··· Exercise inputs

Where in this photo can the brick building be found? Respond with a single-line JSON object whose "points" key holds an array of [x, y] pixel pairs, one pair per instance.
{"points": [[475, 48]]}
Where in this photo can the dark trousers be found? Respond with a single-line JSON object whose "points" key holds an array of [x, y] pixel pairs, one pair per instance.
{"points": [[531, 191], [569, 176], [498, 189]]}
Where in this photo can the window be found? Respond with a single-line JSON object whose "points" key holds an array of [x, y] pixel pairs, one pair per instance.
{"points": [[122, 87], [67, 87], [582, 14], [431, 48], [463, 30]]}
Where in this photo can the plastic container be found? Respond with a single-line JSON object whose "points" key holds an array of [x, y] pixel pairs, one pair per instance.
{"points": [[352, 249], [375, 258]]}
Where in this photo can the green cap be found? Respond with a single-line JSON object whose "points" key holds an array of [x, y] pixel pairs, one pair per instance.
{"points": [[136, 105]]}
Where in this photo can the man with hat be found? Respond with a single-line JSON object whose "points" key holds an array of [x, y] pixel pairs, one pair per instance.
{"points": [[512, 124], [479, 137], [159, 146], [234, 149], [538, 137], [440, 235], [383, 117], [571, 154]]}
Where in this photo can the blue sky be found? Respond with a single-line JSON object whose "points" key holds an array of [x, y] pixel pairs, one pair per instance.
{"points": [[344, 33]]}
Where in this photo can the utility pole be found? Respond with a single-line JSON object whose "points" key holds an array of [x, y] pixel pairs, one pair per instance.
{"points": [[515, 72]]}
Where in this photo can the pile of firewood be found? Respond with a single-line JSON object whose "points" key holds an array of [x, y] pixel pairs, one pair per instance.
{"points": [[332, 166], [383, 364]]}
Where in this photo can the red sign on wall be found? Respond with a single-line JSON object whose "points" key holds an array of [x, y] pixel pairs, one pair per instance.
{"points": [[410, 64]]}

······

▶ _Exercise brief_: Word for word, write out each of the records above.

▶ _Response area_:
Where in this photo can the brick building be found? Respond with a single-line JSON object whose "points" key holds an array of [x, y] pixel pairs, one pair per instance.
{"points": [[475, 48]]}
Where in this photo can the dark trousers be found? Respond with a single-line JSON object whose "points" key holds an array of [x, y] pixel pairs, one pair per instance.
{"points": [[531, 191], [569, 176], [498, 189]]}
Where in this photo can the window be found? Respond with a single-line JSON object whose "points" key holds an array of [x, y] pixel pairs, one pair per instance.
{"points": [[122, 87], [67, 87], [582, 14], [431, 48], [463, 30]]}
Where in this photo can the plastic container be found? Respond with a single-line JSON object whose "points" key holds an array of [x, y] pixel pairs, one pair per instance.
{"points": [[352, 249], [375, 258]]}
Where in this photo can the green cap be found? Respond with a single-line JSON object whose "points" key holds an array of [x, y] pixel pairs, one pair per instance.
{"points": [[136, 105]]}
Where in this photo can the man with hat be found? Respond with a single-line JSON object whose "points" key holds an array of [x, y] pixel pairs, one pair per instance.
{"points": [[512, 124], [479, 137], [159, 146], [234, 149], [538, 137], [440, 235], [383, 117], [571, 154]]}
Where in this photo can the blue sky be found? Respond with a single-line JSON object whose "points" key holds an array of [x, y] pixel pairs, one pair per instance.
{"points": [[344, 33]]}
Where in this photo can the utility pole be found? Respond with a single-line JSON object whose "points" key holds an array of [x, y] pixel pairs, one pair per instance.
{"points": [[515, 72]]}
Where in this photo can the pile of firewood be found? Respond with a single-line JSON object whose "points" key holds an array of [x, y] pixel pairs, one pair per instance.
{"points": [[332, 166], [383, 364]]}
Where in this photo can the red sign on wall be found? Respond with a single-line JSON object whose "points" key holds an array of [x, y] pixel pairs, one pair per instance.
{"points": [[410, 64]]}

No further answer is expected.